> [What is required]
Repeat every line below exactly, word for word.

> [Stored dataset items]
==============================

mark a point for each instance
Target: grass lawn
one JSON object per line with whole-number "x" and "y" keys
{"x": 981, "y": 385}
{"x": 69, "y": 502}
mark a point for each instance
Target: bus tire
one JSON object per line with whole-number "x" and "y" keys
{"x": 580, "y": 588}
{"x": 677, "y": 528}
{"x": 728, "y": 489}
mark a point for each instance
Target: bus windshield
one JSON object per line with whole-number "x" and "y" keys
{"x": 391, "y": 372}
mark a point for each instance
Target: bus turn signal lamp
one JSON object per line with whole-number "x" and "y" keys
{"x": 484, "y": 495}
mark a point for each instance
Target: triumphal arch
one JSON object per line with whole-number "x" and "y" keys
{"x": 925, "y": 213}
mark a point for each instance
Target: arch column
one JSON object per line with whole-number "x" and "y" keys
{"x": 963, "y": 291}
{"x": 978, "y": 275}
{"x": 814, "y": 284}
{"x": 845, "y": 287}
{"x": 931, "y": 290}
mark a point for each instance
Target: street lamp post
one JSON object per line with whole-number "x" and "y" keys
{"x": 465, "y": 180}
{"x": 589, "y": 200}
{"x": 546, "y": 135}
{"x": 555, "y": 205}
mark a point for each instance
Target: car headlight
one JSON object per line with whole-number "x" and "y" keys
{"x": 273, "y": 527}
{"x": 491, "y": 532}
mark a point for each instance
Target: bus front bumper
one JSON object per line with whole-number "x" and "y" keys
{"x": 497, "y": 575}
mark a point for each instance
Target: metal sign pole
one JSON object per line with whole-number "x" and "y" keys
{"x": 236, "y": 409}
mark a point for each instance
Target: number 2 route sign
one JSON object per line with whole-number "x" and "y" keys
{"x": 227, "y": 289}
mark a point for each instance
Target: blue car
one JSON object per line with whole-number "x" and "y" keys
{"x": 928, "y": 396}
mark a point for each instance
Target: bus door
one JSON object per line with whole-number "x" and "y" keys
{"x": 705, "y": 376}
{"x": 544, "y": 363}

==============================

> [Exercise solution]
mark a point for each instance
Target: grass lawn
one JSON object per line with whole-number "x" and "y" keys
{"x": 981, "y": 385}
{"x": 69, "y": 502}
mark a point for each instance
Target: bus tire
one JSON object per line with whole-number "x" and "y" keys
{"x": 580, "y": 588}
{"x": 677, "y": 528}
{"x": 728, "y": 489}
mark a point for each instance
Target: bus windshield
one JSON object per line with whole-number "x" and "y" keys
{"x": 391, "y": 372}
mark a point for each instance
Target: bus turn signal lamp
one JSON object per line with whole-number "x" and "y" keys
{"x": 484, "y": 495}
mark a point for each instance
Target: triumphal arch
one JSON object per line with whole-number "x" and "y" keys
{"x": 925, "y": 213}
mark a point for each instance
Target: arch column
one JSON object per line with whole-number "x" and "y" keys
{"x": 963, "y": 291}
{"x": 978, "y": 275}
{"x": 814, "y": 284}
{"x": 845, "y": 287}
{"x": 931, "y": 290}
mark a point for each instance
Target: street lamp post
one JSON object per line with whole-number "x" and "y" keys
{"x": 465, "y": 180}
{"x": 589, "y": 200}
{"x": 546, "y": 135}
{"x": 555, "y": 205}
mark a point for each instance
Target: car headlight
one JSON object per line with whole-number "x" and "y" keys
{"x": 273, "y": 527}
{"x": 491, "y": 532}
mark a point for each instance
Target: bus front bumper
one JSON object per line with whole-number "x" and "y" keys
{"x": 497, "y": 575}
mark a point for each instance
Target: metal sign pole
one JSON object per line with whole-number "x" and "y" keys
{"x": 236, "y": 409}
mark a point for each instance
Target: number 2 route sign
one JSON object per line with whole-number "x" and "y" keys
{"x": 227, "y": 289}
mark a point for each instance
Target: blue car
one JSON object per line with whole-number "x" and "y" keys
{"x": 928, "y": 396}
mark a point for each instance
Target: bus door
one JSON object per line with whole-number "x" and "y" keys
{"x": 705, "y": 376}
{"x": 544, "y": 363}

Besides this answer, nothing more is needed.